# [Source extract]

Our approach has been consolidated and extended through the Special Educational Needs and Disability Act 2001. It strengthened, with effect from January this year, the right to a mainstream place for children with special needs when the child and the parents want one.
The hon. Member for Epping Forest wrongly described our approach to inclusion. It is pragmatic; the social and educational benefits of learning in a mainstream environment are undoubtedly significant both for the children and those around them. However, it will not be right for all children and families. In some cases, a mainstream place will not be appropriate and parents will request a specialist placement. We believe that pupils should be included in mainstream provision when their parents want that, subject to protecting the learning and safety of other children.
Schools and local education authorities need support to implement a policy of inclusion, and the statutory guidance that was published last November establishes the new statutory framework for inclusion. It includes practical advice on some steps that schools can take to include special educational needs children successfully. We published support materials and a training package, which have been well received. They set out the way in which inclusion and school improvement can go hand in hand.
The 2001 Act represents a big step forward in strengthening arrangements for collaborative working with parents. That is the key theme of the code. Hon. Members recognised that it was an important subject on which we needed to make progress. We have therefore introduced a new legal duty on local education authorities to provide parent partnership services and provision for resolving disputes when they arise. Of course, parents have a unique understanding of their children's needs and circumstances and we must give them the ability to play a key role in securing effective provision for their children and dealing with some of the frustrations that have arisen in the past.
We have worked closely with others in implementing the SEN action programme. Ofsted produced guidance and training materials on inclusion for inspectors. Schools will be required to show the effective provision that they make for all their pupils, including those with special educational needs and disabilities. The revised national
Mr. Redwood: Is the Minister worried that the policy of inclusion and co-education for these different types of pupil is made more difficult by the regularity and persistence of academic and quasi-academic testing under this Government? Perhaps the Government have overdone the number and regularity of tests, which we now discover from some of the research are not very effective. They end up teaching the better pupils how to pass them, but we then discover that those pupils do not know very much about English or mathematics after all, while some of the other children about whom we are concerned tonight feel even more excluded because of this persistent testing.

# [Provided information]
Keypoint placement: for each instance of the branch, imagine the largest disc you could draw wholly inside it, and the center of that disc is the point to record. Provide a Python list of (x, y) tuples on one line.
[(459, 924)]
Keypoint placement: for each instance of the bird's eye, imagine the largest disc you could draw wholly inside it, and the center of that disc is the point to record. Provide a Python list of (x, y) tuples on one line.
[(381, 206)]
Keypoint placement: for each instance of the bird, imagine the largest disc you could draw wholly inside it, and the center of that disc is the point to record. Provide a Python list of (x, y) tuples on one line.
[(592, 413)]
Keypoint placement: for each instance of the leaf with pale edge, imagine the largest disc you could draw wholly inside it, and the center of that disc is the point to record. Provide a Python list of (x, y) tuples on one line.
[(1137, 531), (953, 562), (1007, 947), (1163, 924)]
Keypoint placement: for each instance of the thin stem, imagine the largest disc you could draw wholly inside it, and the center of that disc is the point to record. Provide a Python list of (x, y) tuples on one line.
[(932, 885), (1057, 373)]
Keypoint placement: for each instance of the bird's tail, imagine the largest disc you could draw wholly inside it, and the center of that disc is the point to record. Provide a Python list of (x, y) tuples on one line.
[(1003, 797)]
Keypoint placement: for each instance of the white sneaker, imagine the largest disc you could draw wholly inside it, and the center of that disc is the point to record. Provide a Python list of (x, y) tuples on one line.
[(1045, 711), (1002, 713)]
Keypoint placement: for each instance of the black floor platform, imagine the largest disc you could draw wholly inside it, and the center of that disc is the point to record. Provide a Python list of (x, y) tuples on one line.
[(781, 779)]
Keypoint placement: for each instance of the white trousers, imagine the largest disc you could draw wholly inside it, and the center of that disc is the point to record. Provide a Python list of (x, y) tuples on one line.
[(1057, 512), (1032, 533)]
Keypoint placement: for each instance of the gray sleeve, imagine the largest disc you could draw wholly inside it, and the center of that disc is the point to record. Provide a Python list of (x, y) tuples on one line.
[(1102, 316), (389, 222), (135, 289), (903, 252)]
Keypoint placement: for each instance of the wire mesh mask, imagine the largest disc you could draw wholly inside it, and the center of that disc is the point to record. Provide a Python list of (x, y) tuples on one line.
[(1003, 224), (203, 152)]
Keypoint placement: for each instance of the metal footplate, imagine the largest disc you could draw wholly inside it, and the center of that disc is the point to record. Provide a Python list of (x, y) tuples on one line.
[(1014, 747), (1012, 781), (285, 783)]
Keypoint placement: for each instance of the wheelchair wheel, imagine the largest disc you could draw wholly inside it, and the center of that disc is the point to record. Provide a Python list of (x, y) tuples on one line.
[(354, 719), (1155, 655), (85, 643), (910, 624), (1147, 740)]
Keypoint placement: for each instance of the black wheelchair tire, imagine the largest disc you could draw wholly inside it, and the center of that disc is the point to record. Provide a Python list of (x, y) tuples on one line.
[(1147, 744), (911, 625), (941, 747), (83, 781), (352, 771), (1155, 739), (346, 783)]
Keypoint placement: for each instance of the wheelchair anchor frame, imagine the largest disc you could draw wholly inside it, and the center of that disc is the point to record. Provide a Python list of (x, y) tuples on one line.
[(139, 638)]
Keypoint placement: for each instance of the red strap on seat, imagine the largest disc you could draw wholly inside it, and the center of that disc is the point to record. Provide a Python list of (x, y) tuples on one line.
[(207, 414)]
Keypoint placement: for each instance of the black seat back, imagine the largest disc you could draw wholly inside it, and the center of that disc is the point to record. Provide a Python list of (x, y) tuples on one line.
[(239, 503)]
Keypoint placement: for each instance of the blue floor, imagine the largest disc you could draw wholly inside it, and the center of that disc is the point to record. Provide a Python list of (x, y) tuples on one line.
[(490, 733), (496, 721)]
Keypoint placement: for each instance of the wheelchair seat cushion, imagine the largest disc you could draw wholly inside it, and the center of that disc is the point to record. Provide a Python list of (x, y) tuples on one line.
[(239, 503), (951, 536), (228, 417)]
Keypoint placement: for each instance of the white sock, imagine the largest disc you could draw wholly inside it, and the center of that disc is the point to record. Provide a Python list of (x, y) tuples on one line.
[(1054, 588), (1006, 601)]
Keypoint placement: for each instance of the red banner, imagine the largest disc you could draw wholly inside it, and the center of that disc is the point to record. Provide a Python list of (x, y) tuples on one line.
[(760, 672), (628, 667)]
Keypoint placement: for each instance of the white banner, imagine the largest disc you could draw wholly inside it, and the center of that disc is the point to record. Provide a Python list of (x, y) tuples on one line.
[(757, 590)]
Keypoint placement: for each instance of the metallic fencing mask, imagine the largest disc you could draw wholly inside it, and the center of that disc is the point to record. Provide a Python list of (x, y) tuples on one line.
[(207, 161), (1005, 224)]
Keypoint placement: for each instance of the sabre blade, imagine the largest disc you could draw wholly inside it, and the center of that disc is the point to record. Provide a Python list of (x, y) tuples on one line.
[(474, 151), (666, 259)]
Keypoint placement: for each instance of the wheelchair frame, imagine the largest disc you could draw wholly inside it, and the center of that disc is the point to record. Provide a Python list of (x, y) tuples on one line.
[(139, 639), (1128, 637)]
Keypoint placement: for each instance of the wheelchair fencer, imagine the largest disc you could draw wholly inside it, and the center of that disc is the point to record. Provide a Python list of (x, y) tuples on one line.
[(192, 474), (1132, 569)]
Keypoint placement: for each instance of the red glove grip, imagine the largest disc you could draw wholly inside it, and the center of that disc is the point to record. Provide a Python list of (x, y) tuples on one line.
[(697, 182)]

# [Brief 1]
According to the passage on special needs inclusion, from when did the Special Educational Needs and Disability Act 2001 strengthen the right to a mainstream place?
# [Brief 2]
Explain why, according to the passage on special needs inclusion, a new legal duty was placed on local education authorities to provide parent partnership services and provision for resolving disputes.
The items come from a separate source and are unrelated to the passage on special needs inclusion.

# [Exercise response 1]
It took effect from January of that year.

# [Exercise response 2]
Hon. Members recognized that working with parents was an important subject on which progress was needed. Parents also have a unique understanding of their children's needs and circumstances, so they must be able to play a key role in securing effective provision and dealing with past frustrations.